In the gene therapy text, what are the two types of gene therapy?
+++ Quoted passage +++
A gene is a long segment of the molecule deoxyribonucleic acid (DNA). This segment, composed of minute subunits called nucleotide bases, serves as the blueprint for manufacturing a single protein or enzyme needed for the structure or function of cells. In humans, genes are compressed and bundled into a set of 23 pairs of chromosomes, which stabilize and protect the DNA. Even a tiny error in the arrangement of a gene's nucleotide bases can lead to the production of a protein or enzyme that works improperly, disrupting cellular biology like a broken piston would wreak havoc in an automobile engine. Or the needed compounds might not be produced at all. Biologists have known about the importance of genes since the pioneering work of Austrian monk Gregor Mendel. In a series of experiments beginning in the 1850s Mendel showed that the traits of plants are inherited in a precise, predictable manner. But little was known about the physical nature of genes until the 1950s when American biochemist James Watson and British biophysicist Francis Crick developed their revolutionary model of DNA. Watson and Crick showed that DNA is composed of two strands of nucleotides, linked to form a chain and arranged in a structure resembling a twisted ladder, called a double helix. Another key breakthrough came in the early 1970s when researchers discovered a series of enzymes that made it possible to snip apart genes at predetermined sites along a molecule of DNA, then glue them back together in a reproducible manner. These genetic advances set the stage for the emergence of the genetic engineering industry, which has produced new drugs, antibodies, and a host of other naturally occurring chemicals. The discoveries also enabled scientists to contemplate gene therapy.
There are two distinctly different types of gene therapy: somatic-cell therapy and germ-line therapy. In somatic-cell therapy, gene surgeons attempt to fix genetic malfunctions in somatic (body) cells, such as blood cells and skin cells. This type of gene therapy is the only one that has been performed on humans. Genetic alterations to somatic cells are restricted to the person being treated and cannot be passed on to his or her offspring. In germ-line therapy, genetic alterations are made to germ cells, such as sperm and eggs, in order to treat inherited diseases. Germ-line therapy is highly controversial because such changes would alter the genetic endowment of the unborn and could be passed on to future generations. Germ-line experiments with laboratory animals have been performed since the late 1980s. In countries that regulate gene therapy in clinical trials, germ-line therapy has yet to be applied to humans. Nevertheless, U.S. researchers have submitted proposals to conduct human germ-line experiments, and many experts predict the first of these experiments will occur early in the 21st century.
In gene therapy, one or more genes are inserted into a cell, where they produce a missing protein or enzyme. Researchers have developed several methods for transporting genes into cells. The most common technique is to attach healthy genes to genetically modified viruses. These infectious agents, known as vectors, carry the genes into a cell’s nucleus and incorporate them into the genetic material of the infected cell. Another gene-delivery method still under development is chimeraplasty, in which segments of DNA are inserted into a cell’s nucleus. The DNA segment binds with a defective gene in a way that helps the cell’s repair mechanisms identify and fix the defective gene.
+++ Provided records +++
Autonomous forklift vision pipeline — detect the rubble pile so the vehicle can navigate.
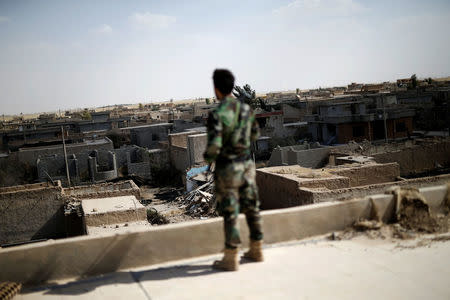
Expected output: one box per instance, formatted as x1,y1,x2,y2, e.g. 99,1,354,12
177,180,216,218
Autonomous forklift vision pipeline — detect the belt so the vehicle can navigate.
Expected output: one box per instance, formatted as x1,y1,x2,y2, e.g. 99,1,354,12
217,154,251,163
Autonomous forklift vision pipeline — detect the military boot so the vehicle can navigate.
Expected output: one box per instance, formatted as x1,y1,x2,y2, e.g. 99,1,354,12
243,240,264,262
213,248,239,271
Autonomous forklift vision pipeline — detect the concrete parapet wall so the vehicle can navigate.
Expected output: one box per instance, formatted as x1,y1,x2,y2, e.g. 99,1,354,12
188,133,208,166
372,140,450,176
329,163,400,187
63,180,141,199
308,174,450,203
0,185,447,284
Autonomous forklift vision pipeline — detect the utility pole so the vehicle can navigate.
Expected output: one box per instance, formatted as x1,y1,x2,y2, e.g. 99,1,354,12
61,126,70,187
381,95,387,143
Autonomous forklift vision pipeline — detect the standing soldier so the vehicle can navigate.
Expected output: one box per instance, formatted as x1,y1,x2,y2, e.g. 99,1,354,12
204,69,264,271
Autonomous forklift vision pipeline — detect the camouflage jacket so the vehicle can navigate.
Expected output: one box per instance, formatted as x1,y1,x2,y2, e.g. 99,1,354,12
204,97,259,163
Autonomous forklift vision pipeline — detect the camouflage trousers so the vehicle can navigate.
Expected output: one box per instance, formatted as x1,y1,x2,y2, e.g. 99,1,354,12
215,160,263,249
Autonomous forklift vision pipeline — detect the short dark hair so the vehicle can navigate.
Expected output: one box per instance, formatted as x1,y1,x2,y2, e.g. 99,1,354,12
213,69,234,95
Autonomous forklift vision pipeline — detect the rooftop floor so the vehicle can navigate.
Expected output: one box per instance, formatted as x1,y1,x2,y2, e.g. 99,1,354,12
16,234,450,300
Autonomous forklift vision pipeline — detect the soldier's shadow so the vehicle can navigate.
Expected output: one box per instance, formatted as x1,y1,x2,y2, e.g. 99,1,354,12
34,260,255,295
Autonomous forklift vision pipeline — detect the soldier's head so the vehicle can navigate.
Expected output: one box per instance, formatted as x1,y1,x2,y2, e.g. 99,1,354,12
213,69,234,100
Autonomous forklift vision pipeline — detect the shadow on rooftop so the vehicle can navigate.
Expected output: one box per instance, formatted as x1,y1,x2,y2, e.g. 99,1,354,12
21,264,220,295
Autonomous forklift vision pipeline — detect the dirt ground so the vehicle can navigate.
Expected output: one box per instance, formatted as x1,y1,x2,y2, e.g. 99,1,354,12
140,186,194,225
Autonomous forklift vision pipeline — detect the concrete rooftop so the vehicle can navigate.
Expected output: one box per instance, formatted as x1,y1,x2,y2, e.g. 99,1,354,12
17,234,450,300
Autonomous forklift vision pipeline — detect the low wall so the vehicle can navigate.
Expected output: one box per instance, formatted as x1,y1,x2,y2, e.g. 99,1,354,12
63,180,141,199
0,185,66,244
256,167,350,209
170,146,189,172
372,140,450,176
188,133,208,166
0,185,448,285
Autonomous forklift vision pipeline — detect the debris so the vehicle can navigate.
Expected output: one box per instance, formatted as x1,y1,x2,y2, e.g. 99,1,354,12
177,177,216,219
353,220,383,231
391,188,439,233
147,207,169,225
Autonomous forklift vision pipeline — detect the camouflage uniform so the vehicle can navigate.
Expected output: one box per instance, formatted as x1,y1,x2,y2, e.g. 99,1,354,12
204,97,263,249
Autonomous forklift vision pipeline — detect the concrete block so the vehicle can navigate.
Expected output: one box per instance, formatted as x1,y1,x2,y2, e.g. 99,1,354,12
0,199,370,284
419,185,448,212
81,196,147,226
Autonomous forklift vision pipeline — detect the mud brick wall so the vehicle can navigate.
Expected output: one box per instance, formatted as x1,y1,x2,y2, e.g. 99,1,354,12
329,163,400,187
0,185,65,244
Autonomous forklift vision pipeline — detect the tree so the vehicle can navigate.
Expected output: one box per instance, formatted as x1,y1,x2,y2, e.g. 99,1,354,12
411,74,417,89
233,84,266,109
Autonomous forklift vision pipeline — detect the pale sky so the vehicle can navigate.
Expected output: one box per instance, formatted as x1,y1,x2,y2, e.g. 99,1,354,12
0,0,450,114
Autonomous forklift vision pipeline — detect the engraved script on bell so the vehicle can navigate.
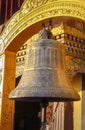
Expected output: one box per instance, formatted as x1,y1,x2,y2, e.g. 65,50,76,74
10,39,80,102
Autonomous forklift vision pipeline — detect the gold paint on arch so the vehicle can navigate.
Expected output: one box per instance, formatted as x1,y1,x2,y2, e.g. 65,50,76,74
0,0,85,51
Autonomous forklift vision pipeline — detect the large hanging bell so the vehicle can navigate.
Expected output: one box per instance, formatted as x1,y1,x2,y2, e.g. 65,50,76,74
9,29,80,102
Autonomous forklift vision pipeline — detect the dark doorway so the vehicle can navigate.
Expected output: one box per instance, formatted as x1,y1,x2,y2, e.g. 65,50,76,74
14,76,40,130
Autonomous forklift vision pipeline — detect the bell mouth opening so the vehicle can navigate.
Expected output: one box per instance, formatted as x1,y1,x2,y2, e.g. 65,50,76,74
9,97,80,103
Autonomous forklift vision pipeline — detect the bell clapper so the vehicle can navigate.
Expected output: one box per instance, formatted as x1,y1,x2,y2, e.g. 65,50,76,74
40,101,48,130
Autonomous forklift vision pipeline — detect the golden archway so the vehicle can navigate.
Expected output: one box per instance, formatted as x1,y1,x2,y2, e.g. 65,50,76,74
0,0,85,130
0,0,85,50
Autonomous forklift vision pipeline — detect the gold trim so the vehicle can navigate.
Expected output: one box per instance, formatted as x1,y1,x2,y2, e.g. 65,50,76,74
0,0,85,49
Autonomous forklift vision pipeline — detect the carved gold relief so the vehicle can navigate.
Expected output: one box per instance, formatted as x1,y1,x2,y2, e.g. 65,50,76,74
0,0,85,52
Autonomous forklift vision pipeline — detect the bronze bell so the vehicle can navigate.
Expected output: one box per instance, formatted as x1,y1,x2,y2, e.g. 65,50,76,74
9,27,80,102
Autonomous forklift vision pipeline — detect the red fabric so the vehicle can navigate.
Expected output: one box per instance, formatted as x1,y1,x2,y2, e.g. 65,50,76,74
10,0,13,16
0,0,2,15
5,0,8,22
18,0,20,8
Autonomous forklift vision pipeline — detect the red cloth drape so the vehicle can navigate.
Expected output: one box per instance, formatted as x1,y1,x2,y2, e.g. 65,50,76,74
5,0,8,22
10,0,13,16
0,0,2,16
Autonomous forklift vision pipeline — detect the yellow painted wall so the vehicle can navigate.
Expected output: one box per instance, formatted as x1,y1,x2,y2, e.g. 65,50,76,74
72,74,82,130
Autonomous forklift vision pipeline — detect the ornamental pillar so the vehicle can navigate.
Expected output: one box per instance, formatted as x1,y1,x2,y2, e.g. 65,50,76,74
0,51,16,130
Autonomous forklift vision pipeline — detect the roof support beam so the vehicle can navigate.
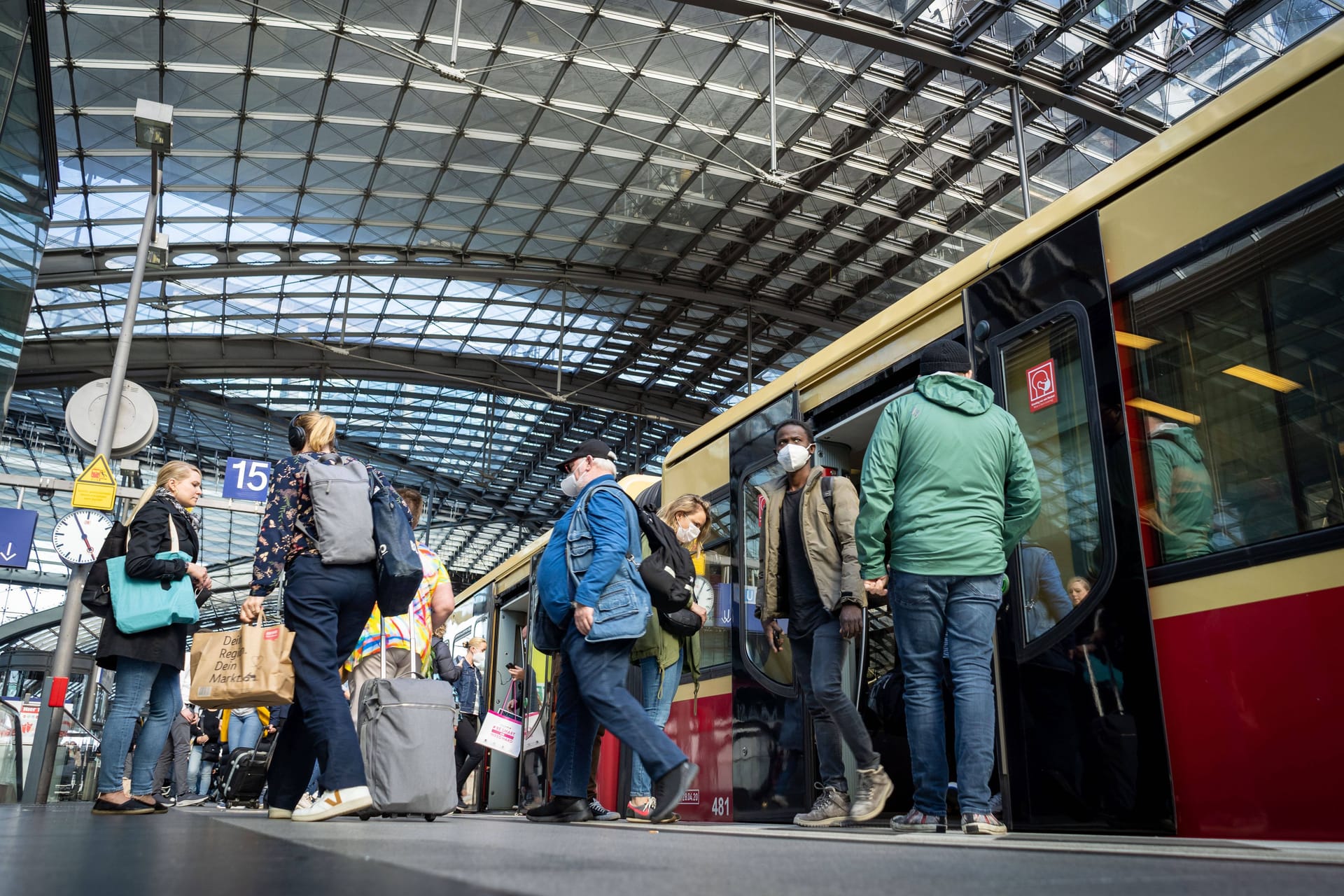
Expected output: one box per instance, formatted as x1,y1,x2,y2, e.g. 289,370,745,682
692,0,1161,142
38,243,862,333
15,336,711,428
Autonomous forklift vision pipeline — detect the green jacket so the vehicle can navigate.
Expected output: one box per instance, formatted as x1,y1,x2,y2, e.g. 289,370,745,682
1148,423,1214,561
757,466,868,622
856,373,1040,579
630,575,714,682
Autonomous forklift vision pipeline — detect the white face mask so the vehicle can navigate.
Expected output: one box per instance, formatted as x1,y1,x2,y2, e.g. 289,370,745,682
774,444,812,473
676,523,700,544
561,473,580,498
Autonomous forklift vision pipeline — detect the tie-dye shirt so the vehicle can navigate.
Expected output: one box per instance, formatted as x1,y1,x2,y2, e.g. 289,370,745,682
345,544,451,672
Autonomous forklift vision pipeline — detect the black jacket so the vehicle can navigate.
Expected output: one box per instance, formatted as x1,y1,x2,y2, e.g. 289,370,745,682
200,709,220,762
98,497,210,669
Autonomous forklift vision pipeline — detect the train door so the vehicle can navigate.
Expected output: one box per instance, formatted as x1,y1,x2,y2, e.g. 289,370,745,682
729,393,815,821
485,587,531,811
964,215,1175,833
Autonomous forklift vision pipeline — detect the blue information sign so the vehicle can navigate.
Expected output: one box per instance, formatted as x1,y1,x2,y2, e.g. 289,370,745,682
0,507,38,570
225,456,270,501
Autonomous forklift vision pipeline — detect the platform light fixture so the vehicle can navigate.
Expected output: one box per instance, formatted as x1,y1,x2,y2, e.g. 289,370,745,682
1223,364,1302,392
136,99,172,155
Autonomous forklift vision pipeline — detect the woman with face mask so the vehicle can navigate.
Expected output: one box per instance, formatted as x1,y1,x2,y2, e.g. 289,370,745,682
625,494,710,823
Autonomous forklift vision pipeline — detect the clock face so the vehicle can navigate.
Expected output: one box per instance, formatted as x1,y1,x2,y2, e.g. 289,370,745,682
51,509,111,566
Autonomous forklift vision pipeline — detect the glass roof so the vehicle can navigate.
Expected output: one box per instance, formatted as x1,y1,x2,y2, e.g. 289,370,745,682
7,0,1341,623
+++
# Solution
Somatic-cell therapy and germ-line therapy.